**Written exercise**
Pull out every line of the items below that contains the word "tree", and treat uppercase and lowercase as different.

**Records supplied**
########################################

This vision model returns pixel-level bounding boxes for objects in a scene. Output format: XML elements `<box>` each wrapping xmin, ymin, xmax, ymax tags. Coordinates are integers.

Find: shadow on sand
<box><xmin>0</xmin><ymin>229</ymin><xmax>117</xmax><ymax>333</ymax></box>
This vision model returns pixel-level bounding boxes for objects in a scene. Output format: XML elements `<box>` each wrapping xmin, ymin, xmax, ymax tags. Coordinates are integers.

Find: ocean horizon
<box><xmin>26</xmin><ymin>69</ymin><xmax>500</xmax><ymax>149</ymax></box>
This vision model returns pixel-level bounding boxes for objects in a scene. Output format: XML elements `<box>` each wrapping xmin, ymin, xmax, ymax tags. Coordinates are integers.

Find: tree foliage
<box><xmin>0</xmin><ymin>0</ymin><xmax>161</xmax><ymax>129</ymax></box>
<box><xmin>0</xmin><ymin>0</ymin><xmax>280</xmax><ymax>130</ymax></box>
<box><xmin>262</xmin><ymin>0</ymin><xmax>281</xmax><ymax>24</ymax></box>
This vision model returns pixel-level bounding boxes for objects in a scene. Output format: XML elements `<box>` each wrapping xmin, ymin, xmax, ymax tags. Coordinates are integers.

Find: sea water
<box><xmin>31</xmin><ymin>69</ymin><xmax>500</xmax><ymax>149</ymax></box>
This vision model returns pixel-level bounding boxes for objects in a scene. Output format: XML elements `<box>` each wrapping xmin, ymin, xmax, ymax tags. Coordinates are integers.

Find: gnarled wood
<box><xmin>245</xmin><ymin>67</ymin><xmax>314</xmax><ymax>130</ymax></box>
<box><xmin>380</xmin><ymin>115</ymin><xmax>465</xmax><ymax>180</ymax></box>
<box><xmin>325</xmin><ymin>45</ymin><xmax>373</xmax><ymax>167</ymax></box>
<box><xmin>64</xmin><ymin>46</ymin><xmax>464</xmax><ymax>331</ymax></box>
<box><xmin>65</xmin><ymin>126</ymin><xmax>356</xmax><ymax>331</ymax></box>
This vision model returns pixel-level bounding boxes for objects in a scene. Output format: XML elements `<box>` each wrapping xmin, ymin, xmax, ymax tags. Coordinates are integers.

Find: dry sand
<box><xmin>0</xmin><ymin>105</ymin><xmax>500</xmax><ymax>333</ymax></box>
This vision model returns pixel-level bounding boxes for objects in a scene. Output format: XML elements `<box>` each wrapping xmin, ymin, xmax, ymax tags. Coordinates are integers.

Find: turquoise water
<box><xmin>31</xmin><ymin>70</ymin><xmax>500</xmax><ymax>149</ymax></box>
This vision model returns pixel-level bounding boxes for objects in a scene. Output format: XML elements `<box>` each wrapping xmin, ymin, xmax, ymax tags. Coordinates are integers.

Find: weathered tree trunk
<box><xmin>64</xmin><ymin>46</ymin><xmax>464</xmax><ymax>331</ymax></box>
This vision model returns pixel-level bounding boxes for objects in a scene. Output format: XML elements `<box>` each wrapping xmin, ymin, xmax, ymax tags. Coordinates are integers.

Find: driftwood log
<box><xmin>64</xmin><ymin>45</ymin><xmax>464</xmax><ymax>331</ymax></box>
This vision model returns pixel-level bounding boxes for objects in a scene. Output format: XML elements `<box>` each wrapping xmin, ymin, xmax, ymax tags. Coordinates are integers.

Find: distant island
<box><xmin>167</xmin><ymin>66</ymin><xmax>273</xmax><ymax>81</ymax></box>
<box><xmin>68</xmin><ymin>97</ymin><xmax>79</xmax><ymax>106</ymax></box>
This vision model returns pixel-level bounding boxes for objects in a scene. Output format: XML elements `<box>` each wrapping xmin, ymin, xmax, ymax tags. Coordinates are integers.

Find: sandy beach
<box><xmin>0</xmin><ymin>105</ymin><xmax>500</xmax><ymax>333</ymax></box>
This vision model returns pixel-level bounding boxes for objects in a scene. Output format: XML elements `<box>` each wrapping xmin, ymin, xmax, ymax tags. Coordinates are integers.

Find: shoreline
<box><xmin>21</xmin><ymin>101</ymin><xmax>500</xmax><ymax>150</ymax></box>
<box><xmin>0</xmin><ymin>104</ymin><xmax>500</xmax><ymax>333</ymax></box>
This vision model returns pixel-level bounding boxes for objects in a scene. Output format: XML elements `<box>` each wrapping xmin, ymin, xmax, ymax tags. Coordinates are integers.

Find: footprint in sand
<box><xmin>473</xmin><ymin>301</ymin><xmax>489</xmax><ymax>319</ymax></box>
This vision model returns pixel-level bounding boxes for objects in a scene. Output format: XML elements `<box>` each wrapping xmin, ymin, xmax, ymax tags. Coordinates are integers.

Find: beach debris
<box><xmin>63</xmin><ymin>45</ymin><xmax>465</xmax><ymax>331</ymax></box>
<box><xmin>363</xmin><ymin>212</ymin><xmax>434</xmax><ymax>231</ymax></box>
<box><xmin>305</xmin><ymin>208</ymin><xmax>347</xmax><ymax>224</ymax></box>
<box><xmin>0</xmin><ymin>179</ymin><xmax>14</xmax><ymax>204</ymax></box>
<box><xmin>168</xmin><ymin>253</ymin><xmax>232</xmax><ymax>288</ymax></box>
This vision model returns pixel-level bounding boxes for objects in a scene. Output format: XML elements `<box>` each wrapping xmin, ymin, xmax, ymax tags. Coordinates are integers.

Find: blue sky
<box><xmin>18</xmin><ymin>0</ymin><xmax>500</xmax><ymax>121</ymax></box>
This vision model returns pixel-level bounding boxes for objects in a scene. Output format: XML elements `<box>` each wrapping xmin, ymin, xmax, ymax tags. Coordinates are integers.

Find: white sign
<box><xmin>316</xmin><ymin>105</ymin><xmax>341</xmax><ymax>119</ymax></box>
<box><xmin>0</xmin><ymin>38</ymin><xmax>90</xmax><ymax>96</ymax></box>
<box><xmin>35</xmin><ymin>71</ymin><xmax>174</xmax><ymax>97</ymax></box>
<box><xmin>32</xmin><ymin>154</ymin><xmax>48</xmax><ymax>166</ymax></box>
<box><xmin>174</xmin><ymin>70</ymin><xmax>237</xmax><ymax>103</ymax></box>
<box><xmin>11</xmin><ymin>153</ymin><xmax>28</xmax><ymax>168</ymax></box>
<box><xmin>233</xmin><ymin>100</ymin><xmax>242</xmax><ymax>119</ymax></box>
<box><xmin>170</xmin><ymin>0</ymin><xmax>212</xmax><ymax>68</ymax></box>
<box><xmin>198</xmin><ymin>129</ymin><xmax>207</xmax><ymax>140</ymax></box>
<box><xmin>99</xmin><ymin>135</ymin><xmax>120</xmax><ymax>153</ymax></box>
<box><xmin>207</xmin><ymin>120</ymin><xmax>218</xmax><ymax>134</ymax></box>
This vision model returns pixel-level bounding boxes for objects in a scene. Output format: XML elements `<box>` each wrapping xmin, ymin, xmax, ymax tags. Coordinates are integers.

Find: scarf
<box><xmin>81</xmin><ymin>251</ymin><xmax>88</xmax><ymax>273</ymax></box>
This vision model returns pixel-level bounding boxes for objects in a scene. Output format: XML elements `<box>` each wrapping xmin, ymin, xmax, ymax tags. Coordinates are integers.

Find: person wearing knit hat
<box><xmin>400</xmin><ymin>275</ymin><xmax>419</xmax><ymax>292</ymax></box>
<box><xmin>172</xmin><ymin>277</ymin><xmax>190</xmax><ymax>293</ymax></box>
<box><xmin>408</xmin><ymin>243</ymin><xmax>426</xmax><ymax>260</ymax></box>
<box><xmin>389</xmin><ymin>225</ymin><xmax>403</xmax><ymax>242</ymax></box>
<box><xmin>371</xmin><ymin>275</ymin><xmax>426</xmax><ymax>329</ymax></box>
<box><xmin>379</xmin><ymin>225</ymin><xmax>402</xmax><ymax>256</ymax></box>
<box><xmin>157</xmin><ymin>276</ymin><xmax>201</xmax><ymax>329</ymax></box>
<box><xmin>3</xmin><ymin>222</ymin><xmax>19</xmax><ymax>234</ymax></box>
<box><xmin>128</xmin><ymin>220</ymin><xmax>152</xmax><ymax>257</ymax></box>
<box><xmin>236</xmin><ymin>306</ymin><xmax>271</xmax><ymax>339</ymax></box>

########################################

**Task output**
Find: tree foliage
Find: weathered tree trunk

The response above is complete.